* _Exercise aim_
Scan the entries for lines with "below" and say how many there are, with nothing more.

Source records:
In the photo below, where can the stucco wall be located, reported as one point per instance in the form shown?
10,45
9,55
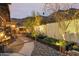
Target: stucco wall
52,30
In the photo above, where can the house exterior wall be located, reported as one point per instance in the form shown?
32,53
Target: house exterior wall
53,30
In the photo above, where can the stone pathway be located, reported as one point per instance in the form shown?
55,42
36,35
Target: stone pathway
44,50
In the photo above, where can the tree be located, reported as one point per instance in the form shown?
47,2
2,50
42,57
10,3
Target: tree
60,16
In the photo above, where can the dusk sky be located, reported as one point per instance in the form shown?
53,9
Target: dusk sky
21,10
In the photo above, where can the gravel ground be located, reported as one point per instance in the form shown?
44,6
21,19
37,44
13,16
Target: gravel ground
44,50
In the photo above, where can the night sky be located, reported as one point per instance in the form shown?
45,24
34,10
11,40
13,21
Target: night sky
21,10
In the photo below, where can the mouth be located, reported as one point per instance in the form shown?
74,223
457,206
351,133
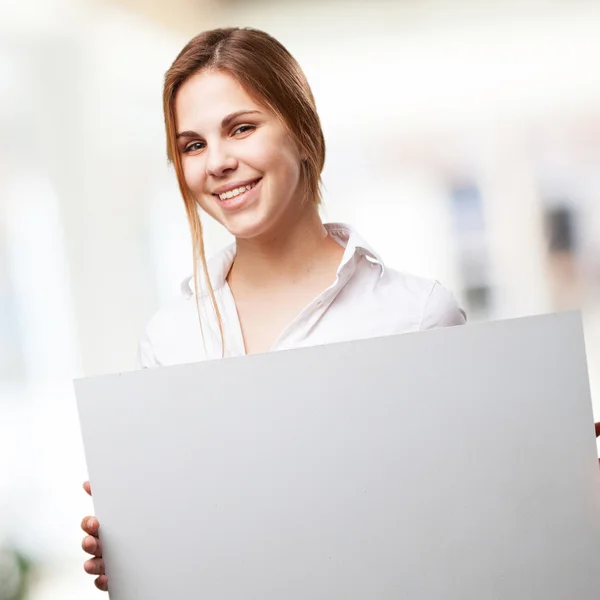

* _Response for this exercise_
2